■ **Extrait du texte**
Si 3,2-6.12-14 ; Col 3,12-21 ; Mt 2,13-15.19-23

Tout au long de l’Ancien Testament, mais surtout chez les prophètes – Osée en particulier – l’amour conjugal est présenté comme l’image par excellence des relations entre Dieu et son peuple et comme le modèle de toute communion entre personnes humaines. Dans le Nouveau Testament, ce même amour conjugal devient l’image de la relation entre le Christ et son Église et le modèle de toute forme de communion au sein de l’Église. D’ailleurs en créant l’homme et la femme à son image, Dieu en avait fait des êtres de communion, et lorsque leur union trouve un fruit dans la venue au monde d’un enfant, ils reproduisent sur terre le mystère de la Trinité, où l’Esprit jaillit de l’amour unissant le Père et le Fils.

 

 Au cours des deux autres années liturgiques (années B et C) nous lisons en ce jour deux récits de Luc racontant la montée de Jésus à Jérusalem avec ses parents – la présentation de Jésus au Temple par ses parents dans un cas, le pèlerinage de Jésus à Jérusalem avec ses parents, lorsqu’il avait douze ans, dans l’autre cas. Cette année nous lisons l’Évangile de Matthieu qui nous raconte un événement plus dramatique : la fuite forcée en Égypte.

 

Dès que deux personnes qui s’aiment ont uni leurs destinées par les liens du mariage, tout ce qui arrive à l’un affecte l’autre, et toutes les décisions de chacun doivent prendre l’autre en considération. C’est là le modèle de toute relation humaine, y compris les relations au sein d’une communauté. À partir du moment où nous nous sommes liés les uns aux autres par les liens de la communion dans une communauté, tout ce qui arrive à chacun d’entre nous affecte tous les autres, et chacune de nos décisions personnelles, même les plus intimes, doit prendre tous nos frères en considération.

 

Marie et Joseph étaient fiancés au moment de l’Annonciation. Suivant la recommandation de Dieu qui lui fut communiquée en songe, Joseph prit Marie chez lui comme son épouse. À partir de ce moment-là, la vie de l’un et de l’autre fut radicalement changée. C’est ensemble qu’ils montèrent vers Bethléhem pour s’inscrire lors du recensement ; et la naissance de Jésus transforma leur vie d’une façon imprévue.

 

La cellule familiale, qui comprenait jusqu’alors deux personnes en comprend maintenant trois, et c’est le sort de la plus faible de ces trois personnes qui conditionne la vie des deux autres. Pour protéger la vie de leur enfant, ils doivent fuir en Égypte. Après quelques années d’exil ils reviennent en Israël et s’installent non pas en Judée, par crainte d’Archélaüs, le fils d’Hérode, mais en Galilée.

■ **Objectif A**
Recopiez mot pour mot le passage de l'extrait qui commence aux mots « Dès que deux » et s'arrête après « frères en considération. ».
■ **Objectif B**
Relevez tous les noms de villes, de régions et de pays mentionnés dans l'extrait.
Appuyez-vous uniquement sur l'extrait.

Liste de données:

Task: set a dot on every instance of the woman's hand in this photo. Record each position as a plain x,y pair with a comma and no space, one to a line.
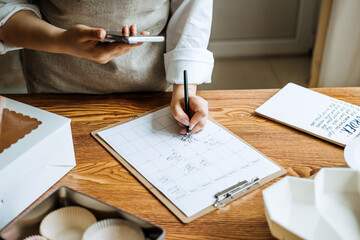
198,109
25,29
85,42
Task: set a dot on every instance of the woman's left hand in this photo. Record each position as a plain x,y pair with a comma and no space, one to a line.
197,105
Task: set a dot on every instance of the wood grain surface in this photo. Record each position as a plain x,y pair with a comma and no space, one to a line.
99,175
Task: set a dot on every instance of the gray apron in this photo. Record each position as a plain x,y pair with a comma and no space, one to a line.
142,69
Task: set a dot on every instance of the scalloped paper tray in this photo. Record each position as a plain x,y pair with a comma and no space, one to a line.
34,163
327,207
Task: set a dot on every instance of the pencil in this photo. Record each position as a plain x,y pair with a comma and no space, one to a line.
186,95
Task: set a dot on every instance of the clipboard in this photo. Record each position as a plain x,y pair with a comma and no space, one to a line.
222,197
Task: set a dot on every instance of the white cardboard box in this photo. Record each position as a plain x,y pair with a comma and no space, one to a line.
34,163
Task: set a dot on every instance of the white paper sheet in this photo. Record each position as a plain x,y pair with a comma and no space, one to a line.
313,112
189,174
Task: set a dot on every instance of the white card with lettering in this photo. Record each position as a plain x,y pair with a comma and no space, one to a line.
315,113
188,173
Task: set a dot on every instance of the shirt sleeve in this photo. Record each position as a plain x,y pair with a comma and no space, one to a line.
9,8
187,38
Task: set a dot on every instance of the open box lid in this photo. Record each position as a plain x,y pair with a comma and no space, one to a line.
50,123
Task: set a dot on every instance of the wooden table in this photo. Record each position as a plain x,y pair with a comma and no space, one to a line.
99,175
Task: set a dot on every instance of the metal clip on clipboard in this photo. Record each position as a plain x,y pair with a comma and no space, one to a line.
233,192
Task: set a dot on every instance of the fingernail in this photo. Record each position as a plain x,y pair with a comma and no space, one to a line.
186,122
101,34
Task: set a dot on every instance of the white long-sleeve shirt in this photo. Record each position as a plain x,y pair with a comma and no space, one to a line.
187,34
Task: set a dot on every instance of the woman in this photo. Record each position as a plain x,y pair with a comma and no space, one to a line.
63,50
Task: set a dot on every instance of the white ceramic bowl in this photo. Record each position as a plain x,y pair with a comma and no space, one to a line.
352,154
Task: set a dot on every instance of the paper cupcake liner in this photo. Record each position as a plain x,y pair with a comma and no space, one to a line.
35,237
69,222
109,229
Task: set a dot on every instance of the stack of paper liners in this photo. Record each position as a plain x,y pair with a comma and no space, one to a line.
14,126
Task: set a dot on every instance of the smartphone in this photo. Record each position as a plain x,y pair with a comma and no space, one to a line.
132,39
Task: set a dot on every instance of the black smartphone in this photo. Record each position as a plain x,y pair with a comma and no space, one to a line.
132,39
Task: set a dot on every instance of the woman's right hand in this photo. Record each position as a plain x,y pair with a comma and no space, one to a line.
85,42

■ **Résultat attendu A**
Dès que deux personnes qui s’aiment ont uni leurs destinées par les liens du mariage, tout ce qui arrive à l’un affecte l’autre, et toutes les décisions de chacun doivent prendre l’autre en considération. C’est là le modèle de toute relation humaine, y compris les relations au sein d’une communauté. À partir du moment où nous nous sommes liés les uns aux autres par les liens de la communion dans une communauté, tout ce qui arrive à chacun d’entre nous affecte tous les autres, et chacune de nos décisions personnelles, même les plus intimes, doit prendre tous nos frères en considération.

■ **Résultat attendu B**
Jérusalem, Égypte, Bethléhem, Israël, Judée, Galilée